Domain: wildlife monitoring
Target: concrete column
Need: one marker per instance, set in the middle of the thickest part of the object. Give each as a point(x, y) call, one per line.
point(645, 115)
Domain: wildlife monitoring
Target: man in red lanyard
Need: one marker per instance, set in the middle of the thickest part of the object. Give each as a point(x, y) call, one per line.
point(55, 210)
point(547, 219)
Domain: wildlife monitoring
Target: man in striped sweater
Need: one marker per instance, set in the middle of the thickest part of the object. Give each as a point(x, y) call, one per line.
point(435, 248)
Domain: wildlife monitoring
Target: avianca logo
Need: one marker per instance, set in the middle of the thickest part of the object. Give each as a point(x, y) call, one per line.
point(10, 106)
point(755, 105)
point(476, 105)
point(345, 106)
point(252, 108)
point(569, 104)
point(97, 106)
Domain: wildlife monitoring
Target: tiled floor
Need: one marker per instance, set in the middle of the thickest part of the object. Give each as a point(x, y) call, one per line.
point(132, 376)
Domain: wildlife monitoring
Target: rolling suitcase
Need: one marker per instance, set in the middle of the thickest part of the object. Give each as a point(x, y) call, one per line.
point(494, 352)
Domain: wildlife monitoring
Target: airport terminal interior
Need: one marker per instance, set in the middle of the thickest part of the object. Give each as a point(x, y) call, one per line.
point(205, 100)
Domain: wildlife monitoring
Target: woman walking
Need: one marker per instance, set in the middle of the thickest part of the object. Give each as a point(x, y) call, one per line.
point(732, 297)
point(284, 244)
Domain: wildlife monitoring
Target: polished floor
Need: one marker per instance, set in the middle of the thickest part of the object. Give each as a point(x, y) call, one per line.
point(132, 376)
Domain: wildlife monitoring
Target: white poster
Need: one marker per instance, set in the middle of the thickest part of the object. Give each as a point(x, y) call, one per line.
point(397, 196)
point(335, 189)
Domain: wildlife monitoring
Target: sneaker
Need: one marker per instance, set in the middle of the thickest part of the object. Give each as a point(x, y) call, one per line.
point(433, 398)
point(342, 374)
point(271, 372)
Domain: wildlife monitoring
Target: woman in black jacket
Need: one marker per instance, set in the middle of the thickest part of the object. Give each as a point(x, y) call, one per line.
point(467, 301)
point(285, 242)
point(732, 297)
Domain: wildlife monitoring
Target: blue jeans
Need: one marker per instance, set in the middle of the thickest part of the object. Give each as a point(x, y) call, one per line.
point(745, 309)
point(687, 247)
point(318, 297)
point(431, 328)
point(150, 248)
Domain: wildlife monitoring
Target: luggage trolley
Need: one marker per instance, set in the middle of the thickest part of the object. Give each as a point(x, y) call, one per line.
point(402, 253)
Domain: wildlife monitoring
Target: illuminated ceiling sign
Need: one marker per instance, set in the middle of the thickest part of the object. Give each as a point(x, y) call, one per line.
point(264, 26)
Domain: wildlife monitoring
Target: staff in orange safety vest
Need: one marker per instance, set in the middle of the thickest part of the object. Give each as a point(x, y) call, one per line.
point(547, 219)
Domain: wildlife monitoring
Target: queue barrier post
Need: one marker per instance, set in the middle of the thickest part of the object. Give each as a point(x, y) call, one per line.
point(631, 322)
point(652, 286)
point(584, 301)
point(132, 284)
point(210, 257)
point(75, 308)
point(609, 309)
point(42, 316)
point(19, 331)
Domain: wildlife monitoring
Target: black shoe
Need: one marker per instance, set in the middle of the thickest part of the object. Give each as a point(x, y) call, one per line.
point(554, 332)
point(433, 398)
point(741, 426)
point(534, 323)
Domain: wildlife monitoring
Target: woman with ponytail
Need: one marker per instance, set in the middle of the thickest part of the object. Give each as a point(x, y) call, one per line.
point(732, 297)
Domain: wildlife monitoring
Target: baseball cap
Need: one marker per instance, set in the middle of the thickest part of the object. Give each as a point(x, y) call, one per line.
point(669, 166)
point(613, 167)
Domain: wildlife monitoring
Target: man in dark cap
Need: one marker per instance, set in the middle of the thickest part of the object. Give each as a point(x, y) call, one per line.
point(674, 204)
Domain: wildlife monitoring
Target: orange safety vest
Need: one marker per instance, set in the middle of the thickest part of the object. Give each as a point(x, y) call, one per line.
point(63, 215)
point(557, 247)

------------------------------------------------------------

What the task asks: Rewrite every one of the rows above with "wildlife monitoring" switched to "crowd monitoring", leaving everything else unchanged.

Written solution:
Domain: crowd monitoring
Target: concrete column
Need: one marker per instance, set in the middle of the thickest part of the object. Give each as a point(x, y) call, one per line.
point(645, 115)
Domain: crowd monitoring
Target: man in red lanyard
Need: one marker per instance, set in the middle of the thickest part of the object. Give each as a point(x, y) call, one per line.
point(55, 210)
point(547, 219)
Domain: crowd monitoring
Target: man in striped sweater
Need: one marker per instance, set in the middle of the thickest part of the object. Give each as a point(x, y) call, one per line.
point(435, 248)
Domain: crowd monitoring
Target: avianca logo
Need: one marker per instance, set in the middle of the thickest part of the object. Give each as a point(x, y) call, one per line.
point(10, 106)
point(755, 105)
point(476, 105)
point(345, 106)
point(252, 108)
point(569, 104)
point(97, 106)
Domain: crowd monitoring
Target: tiled floor
Need: one marker per instance, set in the middle of the thickest part of the object. Give each as a point(x, y) call, one per line.
point(132, 376)
Domain: crowd monitoring
Target: rolling suitcase
Need: one marker per instance, set in the middle of the thickest part of the object. Give each as a point(x, y) call, one per line.
point(494, 352)
Domain: crowd monitoring
Target: airport terminal interior
Need: one marker per instance, set in the middle of the thickest part of the object. Give each as a point(x, y) call, one per line.
point(205, 100)
Domain: crowd monitoring
Target: woman walking
Need: one marker per instance, set in the middle of the thickest part of the object. Give each as a point(x, y) call, one per line.
point(732, 297)
point(284, 244)
Domain: crowd monitoring
Target: polished floor
Need: one marker per instance, set in the middle of the thickest part of the object. Give each as a point(x, y) call, one per line.
point(132, 376)
Domain: crowd monitoring
Target: white poster
Need: one marker per instance, set in the middle of the thickest part of the object. Give each as a point(x, y) call, one per line.
point(397, 196)
point(335, 189)
Domain: crowd monitoring
Target: sneaker
Need: one marker per instance, set in the middle of the thickest part of the object. Give each as a point(x, y) call, one per line.
point(433, 398)
point(342, 374)
point(271, 372)
Domain: crowd monitoring
Target: woman in black jacket
Need: one marker per instance, set in the middle of the thickest part of the object. Give each as a point(x, y) call, one per line.
point(467, 301)
point(285, 242)
point(732, 297)
Domain: crowd monitoring
Target: blue jeans
Need: one marker per instance, set in the middle of the thickest part of the object. Give each as a point(x, y) call, one per line.
point(745, 309)
point(687, 247)
point(318, 297)
point(431, 328)
point(150, 248)
Domain: crowd monitoring
Target: luggage trolley
Need: one marker per instance, set in the middle of the thickest part of the object. Give each as a point(x, y) call, one per line.
point(402, 253)
Domain: crowd monitoring
Target: illuminated ceiling sign
Need: one marker per instance, set in the middle of the thickest part of the object. Give each as a point(x, y) call, one per line.
point(264, 26)
Domain: crowd monitoring
Target: staff in orange safety vest
Need: one marker per instance, set in the middle of the thickest part of the object. Give each as a point(x, y) call, one per line.
point(547, 219)
Domain: crowd monitoring
Target: queue barrier post
Need: one marker per instance, set in the middle of the thickest part of the object. Give each as a point(x, y) call, one per line.
point(631, 322)
point(652, 286)
point(584, 301)
point(132, 284)
point(210, 257)
point(75, 308)
point(609, 309)
point(42, 316)
point(19, 331)
Domain: crowd monitoring
Target: black shoe
Need: one marker per instance, set in the middle of the thickest part of the object. Give each as a point(x, y) call, one per line.
point(554, 332)
point(433, 398)
point(741, 426)
point(534, 323)
Domain: crowd monitoring
Target: woman with ponytail
Need: one marker per instance, set in the middle of the thickest part of the object. Give each as a point(x, y) call, one per line.
point(732, 297)
Domain: crowd monitoring
Target: baseball cap
Need: one marker per instance, set in the middle of the thickest part of the object. Give each as a point(x, y) call, one per line.
point(669, 166)
point(613, 167)
Domain: crowd monitoring
Target: man in dark cap
Need: one marker per instance, set in the middle of the thickest part of the object. Give each as a point(x, y) call, one per line.
point(674, 204)
Domain: crowd monitoring
Target: orange safety vest
Need: one marker per instance, set in the middle of the thickest part of the object. Give each as a point(x, y) call, one per line.
point(63, 215)
point(557, 247)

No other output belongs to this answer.